• _TEXT EXCERPT_:
============================================================

A few Norwegian fisherman recently caught sight of a foreign military presence, but it wasn’t like any uniformed soldier they had ever seen before.
By the harness and hardware, the individual appeared to be Russian. By the fins, pale skin, and blowhole, it also appeared to be a beluga whale.
The whale was behaving strangely, looking for boats and tugging on straps that hung over the edge.
According to CNN, fishermen Joar Hesten first spotted the whale off the coast of Finnmark, a county in northeastern Norway. He thought the harness may have been used to secure surveillance cameras to, and immediately contacted the Norwegian Directorate of Fisheries.
“The whale seemed playful but our instincts said that it was also asking for help to get out of the harness,” marine biologist Jorgen Ree Wiig told CNN.
Neither military operations nor marine biologists in Norway or Greenland have trained beluga’s for tactical operations. Furthermore, they would not have forced a mammal into some man made harness.
The harness had clips for waterproof GoPro cameras on either side of the whale, and bore a telling description, “Equipment St. Petersburg.”
It’s possible the whale came from the Russian naval base at Murmansk, where such mammals have been trained to “conduct military operations,” Wiig said. That could include “guarding naval bases, helping divers, [or] finding lost equipment.”
“It’s quite clear that the whale is searching out the boat, and that it’s used to being around boats,” said Martin Biuw, a marine mammal researcher at Norway’s Institute of Marine Research. “The whale is coming up with its head above the water, opening its mouth, which suggests that it’s expecting to be fed fish as a reward.”
“The fact that it’s a trained animal is undoubtable,” he added.
The whale was released from its harness and set free. It’s only a guess that the whale was trained by the Russian military, though there is evidence such practices were carried out during the Cold War, while the Siberian Times confirmed the Murmansk Sea Biology Research Institute prepared beluga whales for military tasks until at least 2017.

============================================================

• _DATA SUPPLIED_:
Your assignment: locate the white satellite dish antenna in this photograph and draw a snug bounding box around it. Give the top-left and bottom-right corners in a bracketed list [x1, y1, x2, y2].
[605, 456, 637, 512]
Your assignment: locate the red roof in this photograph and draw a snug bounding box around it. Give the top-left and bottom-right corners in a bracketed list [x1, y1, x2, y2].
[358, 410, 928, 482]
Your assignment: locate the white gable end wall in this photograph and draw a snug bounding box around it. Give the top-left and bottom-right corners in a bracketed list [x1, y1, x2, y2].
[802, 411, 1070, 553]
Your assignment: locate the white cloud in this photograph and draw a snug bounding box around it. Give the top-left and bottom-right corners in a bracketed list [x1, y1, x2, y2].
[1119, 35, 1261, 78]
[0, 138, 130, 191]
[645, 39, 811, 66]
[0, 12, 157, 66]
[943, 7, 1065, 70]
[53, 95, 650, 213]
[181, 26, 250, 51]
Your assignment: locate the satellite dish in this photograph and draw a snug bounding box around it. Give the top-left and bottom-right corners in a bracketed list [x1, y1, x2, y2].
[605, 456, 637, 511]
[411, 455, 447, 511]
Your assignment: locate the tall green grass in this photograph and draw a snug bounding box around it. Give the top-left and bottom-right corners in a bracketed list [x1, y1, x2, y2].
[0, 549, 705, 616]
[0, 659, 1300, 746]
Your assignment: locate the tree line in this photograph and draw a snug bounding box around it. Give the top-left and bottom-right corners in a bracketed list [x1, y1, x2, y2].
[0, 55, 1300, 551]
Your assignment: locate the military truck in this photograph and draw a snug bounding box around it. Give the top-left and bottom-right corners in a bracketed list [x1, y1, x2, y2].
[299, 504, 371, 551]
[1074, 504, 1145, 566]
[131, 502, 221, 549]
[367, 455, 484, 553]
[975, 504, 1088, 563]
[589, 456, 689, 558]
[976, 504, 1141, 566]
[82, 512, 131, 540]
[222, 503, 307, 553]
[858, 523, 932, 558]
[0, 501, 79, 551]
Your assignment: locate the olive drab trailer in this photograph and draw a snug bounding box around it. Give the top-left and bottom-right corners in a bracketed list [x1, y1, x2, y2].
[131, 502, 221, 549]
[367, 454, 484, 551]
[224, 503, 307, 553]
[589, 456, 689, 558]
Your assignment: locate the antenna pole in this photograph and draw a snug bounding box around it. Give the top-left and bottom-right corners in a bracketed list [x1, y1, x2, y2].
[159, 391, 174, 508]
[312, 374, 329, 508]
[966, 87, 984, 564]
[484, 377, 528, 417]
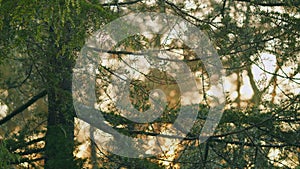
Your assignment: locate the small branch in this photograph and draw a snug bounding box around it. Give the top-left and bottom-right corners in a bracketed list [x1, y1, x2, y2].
[235, 0, 300, 7]
[0, 90, 47, 126]
[101, 0, 142, 6]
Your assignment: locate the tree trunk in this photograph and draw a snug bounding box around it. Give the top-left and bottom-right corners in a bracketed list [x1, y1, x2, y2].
[45, 53, 77, 169]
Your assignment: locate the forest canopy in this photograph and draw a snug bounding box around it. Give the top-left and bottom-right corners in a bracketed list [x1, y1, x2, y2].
[0, 0, 300, 169]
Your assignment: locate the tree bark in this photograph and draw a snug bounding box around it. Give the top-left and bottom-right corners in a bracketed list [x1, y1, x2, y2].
[45, 52, 78, 169]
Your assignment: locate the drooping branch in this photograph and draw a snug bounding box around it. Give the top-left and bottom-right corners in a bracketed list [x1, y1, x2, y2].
[0, 90, 47, 125]
[101, 0, 142, 6]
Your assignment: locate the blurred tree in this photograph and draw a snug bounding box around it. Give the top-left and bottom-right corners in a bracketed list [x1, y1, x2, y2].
[0, 0, 300, 169]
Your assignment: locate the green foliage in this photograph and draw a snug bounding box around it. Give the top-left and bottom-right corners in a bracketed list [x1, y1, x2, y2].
[0, 140, 20, 168]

============================================================

• _TASK ITEM A_:
Answer each question using the beluga whale text:
(i) Off the coast of which Norwegian county was the whale first spotted?
(ii) What description did the harness bear?
(iii) According to the Siberian Times, until at least what year did the Murmansk Sea Biology Research Institute prepare beluga whales for military tasks?
• _TASK ITEM B_: Reproduce the passage of the beluga whale text between "Neither military operations" and "man made harness.", inclusive.

• _RESPONSE BOX A_:
(i) Finnmark
(ii) "Equipment St. Petersburg."
(iii) 2017

• _RESPONSE BOX B_:
Neither military operations nor marine biologists in Norway or Greenland have trained beluga’s for tactical operations. Furthermore, they would not have forced a mammal into some man made harness.